READING TEXT:
--

2 Things To Expect As Your Child's Teeth Develop

11 October 2016
 Categories: Dentist, Blog


Being a first-time parent can seem overwhelming. Your child goes through hundreds of changes in a relatively small amount of time. Some of these changes are associated with the natural progression of your baby's oral development and will be accompanied by special instructions from your little one's dentist. Here are a few things you can expect:

Your child will experience teething discomfort as the first teeth erupt.

Beginning with the two central incisors of the lower palate, your child's teeth will start to break through the gums when the little one is around eight to ten months old. As you child goes through the process of teething, you may notice that the youngster drools more than usual. In addition, the baby may seem more irritable than usual.

Some babies even experience intermittent fevers while teething. The discomfort and the higher-than-normal temperatures can be alleviated by over-the-counter pain medication, such as acetaminophen or ibuprofen. However, it is important to ensure that the medication used is designed for infants. There is usually a weight and age-based dosage chart included with the medication.

To relieve the discomfort of teething, you can also rub the child's gums with a cool washcloth. The cold temperatures help reduce the inflammation associated with the teething process. Nevertheless, it is important to avoid placing ice or frozen items on the child's gums, as they can damage the sensitive tissues.

The irritation from the teething may also be soothed with oral analgesic medication that is designed to be rubbed on the gums.

The discomfort associated with teething will resurface as the time nears for the eruption of additional teeth.

Your child's dentist will likely ask you to trade a bottle for a cup.

Many babies use a bottle as a soothing mechanism. Thus, they receive the nourishment that they need from the bottle and comfort. The children may also suck on a bottle to soothe them to sleep. This habit can be detrimental to the dental health of a child.

Sucking on a bottle to fall asleep can result in baby bottle decay. The milk or juice within the bottle can pool in the mouth as the swallowing reflex relaxes, and the teeth are bathed in decay-causing sugar.

Your child's dentist will likely ask you to wean the child as soon as possible once the first teeth present.

--

SUPPLIED MATERIAL:
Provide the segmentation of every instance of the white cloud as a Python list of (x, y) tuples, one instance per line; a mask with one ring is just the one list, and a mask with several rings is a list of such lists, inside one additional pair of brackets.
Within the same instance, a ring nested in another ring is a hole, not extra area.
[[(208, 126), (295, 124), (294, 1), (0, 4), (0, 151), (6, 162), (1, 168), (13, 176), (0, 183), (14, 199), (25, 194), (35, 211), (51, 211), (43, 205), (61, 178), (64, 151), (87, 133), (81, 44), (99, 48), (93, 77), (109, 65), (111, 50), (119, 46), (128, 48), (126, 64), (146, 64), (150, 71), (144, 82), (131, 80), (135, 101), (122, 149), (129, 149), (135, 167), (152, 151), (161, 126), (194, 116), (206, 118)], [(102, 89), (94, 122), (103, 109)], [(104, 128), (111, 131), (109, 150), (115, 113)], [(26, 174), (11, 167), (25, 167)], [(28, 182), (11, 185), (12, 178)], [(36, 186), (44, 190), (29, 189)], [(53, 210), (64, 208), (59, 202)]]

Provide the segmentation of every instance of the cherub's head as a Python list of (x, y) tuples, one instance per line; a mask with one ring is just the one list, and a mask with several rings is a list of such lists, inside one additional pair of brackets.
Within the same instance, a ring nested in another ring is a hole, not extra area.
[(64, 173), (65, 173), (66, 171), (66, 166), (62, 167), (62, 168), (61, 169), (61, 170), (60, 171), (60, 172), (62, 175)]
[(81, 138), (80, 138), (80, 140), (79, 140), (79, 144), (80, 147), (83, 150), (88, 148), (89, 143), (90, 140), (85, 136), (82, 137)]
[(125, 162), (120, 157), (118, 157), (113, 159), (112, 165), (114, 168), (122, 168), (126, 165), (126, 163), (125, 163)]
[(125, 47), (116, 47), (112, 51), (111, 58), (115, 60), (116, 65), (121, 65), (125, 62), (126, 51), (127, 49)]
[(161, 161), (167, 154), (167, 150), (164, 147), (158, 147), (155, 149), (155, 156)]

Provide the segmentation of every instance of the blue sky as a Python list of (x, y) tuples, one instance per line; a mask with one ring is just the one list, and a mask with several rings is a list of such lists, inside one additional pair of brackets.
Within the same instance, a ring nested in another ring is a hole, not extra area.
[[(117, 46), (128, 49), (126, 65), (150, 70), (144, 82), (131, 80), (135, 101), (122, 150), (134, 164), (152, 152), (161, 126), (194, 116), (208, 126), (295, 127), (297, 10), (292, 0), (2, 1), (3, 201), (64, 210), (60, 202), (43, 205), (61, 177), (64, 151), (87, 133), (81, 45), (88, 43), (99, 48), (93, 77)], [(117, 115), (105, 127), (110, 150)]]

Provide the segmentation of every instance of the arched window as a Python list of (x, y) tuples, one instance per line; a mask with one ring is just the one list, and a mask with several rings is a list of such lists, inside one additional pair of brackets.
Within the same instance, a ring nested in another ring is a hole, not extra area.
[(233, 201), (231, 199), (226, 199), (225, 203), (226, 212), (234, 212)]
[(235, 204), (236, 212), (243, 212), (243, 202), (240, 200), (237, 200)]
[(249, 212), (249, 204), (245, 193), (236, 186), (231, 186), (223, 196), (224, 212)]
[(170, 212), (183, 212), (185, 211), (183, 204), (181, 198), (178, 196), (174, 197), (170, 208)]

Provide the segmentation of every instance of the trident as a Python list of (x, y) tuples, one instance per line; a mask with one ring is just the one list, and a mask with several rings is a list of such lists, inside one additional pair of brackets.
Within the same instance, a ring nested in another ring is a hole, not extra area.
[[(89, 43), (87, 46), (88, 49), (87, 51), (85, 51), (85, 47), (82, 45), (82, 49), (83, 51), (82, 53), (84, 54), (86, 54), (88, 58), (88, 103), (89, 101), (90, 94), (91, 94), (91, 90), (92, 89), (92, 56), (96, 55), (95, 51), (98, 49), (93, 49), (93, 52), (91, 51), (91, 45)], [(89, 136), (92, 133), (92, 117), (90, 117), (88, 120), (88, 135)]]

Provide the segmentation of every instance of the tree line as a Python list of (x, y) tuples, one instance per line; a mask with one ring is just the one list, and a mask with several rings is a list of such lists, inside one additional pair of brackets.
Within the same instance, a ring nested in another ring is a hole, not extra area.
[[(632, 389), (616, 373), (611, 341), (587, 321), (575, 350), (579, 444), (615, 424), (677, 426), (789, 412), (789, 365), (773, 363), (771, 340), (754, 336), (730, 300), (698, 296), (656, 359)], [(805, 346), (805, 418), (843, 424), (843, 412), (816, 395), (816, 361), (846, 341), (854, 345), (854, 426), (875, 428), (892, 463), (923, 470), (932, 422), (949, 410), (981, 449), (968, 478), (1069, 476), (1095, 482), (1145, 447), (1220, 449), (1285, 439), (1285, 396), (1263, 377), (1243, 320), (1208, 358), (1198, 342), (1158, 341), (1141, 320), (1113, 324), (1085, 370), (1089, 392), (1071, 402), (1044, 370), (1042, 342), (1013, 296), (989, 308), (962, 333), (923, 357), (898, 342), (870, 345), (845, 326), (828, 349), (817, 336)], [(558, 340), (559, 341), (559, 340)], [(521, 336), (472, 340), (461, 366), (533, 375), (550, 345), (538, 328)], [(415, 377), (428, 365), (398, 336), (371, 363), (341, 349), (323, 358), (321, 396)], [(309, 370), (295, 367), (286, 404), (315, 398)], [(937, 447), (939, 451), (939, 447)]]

--

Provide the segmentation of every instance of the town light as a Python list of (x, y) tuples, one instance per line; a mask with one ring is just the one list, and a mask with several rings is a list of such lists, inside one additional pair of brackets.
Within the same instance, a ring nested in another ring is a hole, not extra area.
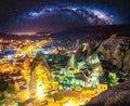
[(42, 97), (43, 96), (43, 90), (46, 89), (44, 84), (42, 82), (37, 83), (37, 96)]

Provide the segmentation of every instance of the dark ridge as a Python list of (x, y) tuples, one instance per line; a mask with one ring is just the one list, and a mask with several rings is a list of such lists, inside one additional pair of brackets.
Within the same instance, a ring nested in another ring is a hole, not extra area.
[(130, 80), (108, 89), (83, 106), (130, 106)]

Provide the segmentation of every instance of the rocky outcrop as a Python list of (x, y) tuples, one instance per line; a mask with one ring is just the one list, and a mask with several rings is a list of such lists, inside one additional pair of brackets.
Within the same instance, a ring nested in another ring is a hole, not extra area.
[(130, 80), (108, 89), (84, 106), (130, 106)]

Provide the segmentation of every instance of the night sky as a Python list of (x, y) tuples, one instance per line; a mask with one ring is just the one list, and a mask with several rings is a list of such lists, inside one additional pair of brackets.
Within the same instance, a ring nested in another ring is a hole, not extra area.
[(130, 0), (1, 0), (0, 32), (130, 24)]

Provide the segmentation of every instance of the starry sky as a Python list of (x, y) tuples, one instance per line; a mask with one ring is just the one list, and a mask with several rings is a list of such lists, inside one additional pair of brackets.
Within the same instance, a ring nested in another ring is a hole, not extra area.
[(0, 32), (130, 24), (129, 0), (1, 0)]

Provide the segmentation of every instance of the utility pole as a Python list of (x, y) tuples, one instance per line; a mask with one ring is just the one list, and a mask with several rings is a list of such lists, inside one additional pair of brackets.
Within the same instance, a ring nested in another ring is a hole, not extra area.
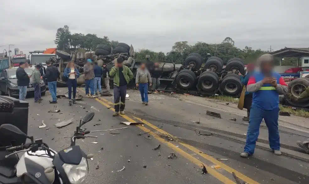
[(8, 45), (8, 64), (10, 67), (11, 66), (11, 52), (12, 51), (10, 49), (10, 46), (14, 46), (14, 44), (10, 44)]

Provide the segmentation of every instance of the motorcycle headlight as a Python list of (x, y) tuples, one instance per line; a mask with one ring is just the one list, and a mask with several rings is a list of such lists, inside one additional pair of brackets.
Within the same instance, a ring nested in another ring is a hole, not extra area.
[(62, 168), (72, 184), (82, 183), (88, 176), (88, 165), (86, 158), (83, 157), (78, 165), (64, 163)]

--

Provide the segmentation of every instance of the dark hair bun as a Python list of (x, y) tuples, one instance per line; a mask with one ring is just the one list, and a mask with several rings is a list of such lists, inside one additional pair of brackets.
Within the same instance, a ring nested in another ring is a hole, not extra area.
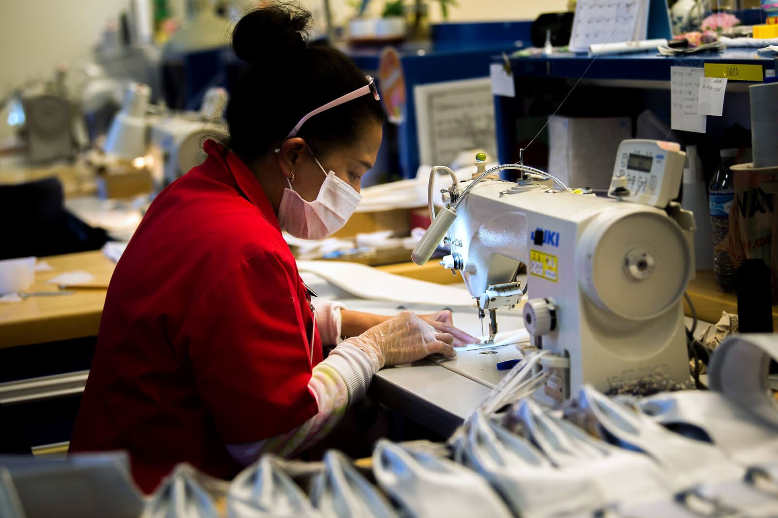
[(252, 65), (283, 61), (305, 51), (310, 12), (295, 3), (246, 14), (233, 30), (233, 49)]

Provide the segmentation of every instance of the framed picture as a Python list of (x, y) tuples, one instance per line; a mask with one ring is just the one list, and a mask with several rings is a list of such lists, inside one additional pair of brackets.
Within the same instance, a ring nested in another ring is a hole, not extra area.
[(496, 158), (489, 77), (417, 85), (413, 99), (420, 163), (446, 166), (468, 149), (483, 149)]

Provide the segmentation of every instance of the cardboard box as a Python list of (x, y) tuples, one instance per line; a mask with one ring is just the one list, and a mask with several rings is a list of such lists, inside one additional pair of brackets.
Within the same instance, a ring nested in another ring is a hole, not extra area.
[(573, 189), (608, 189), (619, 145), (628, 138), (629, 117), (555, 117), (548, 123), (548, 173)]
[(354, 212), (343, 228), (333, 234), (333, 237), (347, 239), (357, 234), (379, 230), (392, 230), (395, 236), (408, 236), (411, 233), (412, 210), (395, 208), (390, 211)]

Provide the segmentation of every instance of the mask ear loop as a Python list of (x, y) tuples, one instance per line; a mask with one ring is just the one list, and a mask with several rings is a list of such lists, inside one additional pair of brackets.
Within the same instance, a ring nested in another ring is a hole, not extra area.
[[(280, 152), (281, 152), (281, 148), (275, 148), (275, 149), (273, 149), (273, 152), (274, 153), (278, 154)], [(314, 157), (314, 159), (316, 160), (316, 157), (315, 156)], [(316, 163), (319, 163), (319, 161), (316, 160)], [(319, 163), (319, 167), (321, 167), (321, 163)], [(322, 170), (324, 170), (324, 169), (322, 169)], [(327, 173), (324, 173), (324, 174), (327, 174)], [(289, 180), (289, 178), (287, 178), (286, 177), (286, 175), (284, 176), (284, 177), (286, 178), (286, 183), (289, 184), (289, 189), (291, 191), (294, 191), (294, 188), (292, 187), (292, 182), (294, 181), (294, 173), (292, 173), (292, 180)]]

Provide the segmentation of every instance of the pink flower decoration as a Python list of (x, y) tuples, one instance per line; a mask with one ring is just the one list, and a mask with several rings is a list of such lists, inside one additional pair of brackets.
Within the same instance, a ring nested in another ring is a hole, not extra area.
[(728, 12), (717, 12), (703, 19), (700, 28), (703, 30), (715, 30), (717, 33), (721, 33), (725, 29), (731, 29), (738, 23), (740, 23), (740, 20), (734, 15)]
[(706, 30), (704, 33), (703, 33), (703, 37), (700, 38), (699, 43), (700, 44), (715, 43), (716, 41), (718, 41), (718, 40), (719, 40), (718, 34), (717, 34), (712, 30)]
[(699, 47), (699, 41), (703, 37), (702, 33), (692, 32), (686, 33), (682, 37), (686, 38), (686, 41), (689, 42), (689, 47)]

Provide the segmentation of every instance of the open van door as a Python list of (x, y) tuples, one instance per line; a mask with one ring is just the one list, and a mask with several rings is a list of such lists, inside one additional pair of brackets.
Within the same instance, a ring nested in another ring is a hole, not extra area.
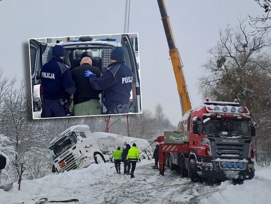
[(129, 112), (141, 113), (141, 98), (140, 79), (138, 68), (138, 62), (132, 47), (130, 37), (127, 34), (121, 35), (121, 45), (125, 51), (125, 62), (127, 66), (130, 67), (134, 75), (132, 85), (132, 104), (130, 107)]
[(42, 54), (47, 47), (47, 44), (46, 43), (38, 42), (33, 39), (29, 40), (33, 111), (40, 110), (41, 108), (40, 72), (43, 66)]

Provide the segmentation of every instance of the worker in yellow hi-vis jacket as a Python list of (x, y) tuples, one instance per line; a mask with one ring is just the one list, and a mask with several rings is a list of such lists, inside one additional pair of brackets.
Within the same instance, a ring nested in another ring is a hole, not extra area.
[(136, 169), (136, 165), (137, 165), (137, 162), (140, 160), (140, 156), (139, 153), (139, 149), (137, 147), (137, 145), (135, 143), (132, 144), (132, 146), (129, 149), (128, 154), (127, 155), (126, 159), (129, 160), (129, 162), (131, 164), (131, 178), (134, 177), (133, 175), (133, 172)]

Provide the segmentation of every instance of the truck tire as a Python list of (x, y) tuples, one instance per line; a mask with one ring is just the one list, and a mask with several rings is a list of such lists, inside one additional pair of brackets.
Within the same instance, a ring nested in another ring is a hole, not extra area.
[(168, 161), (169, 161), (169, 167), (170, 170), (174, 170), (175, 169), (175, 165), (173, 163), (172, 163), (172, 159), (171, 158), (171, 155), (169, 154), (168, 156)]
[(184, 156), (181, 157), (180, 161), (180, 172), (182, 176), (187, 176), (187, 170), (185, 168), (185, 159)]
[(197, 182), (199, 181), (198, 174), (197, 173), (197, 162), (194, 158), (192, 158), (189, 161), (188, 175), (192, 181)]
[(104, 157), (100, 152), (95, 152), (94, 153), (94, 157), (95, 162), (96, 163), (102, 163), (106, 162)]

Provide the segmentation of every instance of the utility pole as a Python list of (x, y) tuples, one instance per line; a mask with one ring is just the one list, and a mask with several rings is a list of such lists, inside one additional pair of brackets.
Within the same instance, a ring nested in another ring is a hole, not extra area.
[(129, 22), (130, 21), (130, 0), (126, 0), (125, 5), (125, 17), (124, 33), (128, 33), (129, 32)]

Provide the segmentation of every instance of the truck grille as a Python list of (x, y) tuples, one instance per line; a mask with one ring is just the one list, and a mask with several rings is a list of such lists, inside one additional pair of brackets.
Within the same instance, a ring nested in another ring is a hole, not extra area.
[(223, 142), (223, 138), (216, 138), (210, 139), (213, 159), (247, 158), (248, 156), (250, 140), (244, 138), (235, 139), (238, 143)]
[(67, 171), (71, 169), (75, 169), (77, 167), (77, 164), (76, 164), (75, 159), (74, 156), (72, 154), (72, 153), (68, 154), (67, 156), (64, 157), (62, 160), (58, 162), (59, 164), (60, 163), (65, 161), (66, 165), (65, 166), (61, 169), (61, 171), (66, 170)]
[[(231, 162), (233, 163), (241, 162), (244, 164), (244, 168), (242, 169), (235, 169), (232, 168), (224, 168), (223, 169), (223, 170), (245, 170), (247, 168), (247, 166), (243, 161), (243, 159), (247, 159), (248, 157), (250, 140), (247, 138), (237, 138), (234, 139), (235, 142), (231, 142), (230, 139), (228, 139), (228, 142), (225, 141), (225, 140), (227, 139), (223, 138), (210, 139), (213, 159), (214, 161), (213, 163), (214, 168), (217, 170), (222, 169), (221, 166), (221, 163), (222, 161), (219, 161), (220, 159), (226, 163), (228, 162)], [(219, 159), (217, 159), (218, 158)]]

--

WORK INSTRUCTION: Copy out the entire text on a child's teeth development word for word.

TASK ANSWER:
2 Things To Expect As Your Child's Teeth Develop

11 October 2016
 Categories: Dentist, Blog


Being a first-time parent can seem overwhelming. Your child goes through hundreds of changes in a relatively small amount of time. Some of these changes are associated with the natural progression of your baby's oral development and will be accompanied by special instructions from your little one's dentist. Here are a few things you can expect:

Your child will experience teething discomfort as the first teeth erupt.

Beginning with the two central incisors of the lower palate, your child's teeth will start to break through the gums when the little one is around eight to ten months old. As you child goes through the process of teething, you may notice that the youngster drools more than usual. In addition, the baby may seem more irritable than usual.

Some babies even experience intermittent fevers while teething. The discomfort and the higher-than-normal temperatures can be alleviated by over-the-counter pain medication, such as acetaminophen or ibuprofen. However, it is important to ensure that the medication used is designed for infants. There is usually a weight and age-based dosage chart included with the medication.

To relieve the discomfort of teething, you can also rub the child's gums with a cool washcloth. The cold temperatures help reduce the inflammation associated with the teething process. Nevertheless, it is important to avoid placing ice or frozen items on the child's gums, as they can damage the sensitive tissues.

The irritation from the teething may also be soothed with oral analgesic medication that is designed to be rubbed on the gums.

The discomfort associated with teething will resurface as the time nears for the eruption of additional teeth.

Your child's dentist will likely ask you to trade a bottle for a cup.

Many babies use a bottle as a soothing mechanism. Thus, they receive the nourishment that they need from the bottle and comfort. The children may also suck on a bottle to soothe them to sleep. This habit can be detrimental to the dental health of a child.

Sucking on a bottle to fall asleep can result in baby bottle decay. The milk or juice within the bottle can pool in the mouth as the swallowing reflex relaxes, and the teeth are bathed in decay-causing sugar.

Your child's dentist will likely ask you to wean the child as soon as possible once the first teeth present.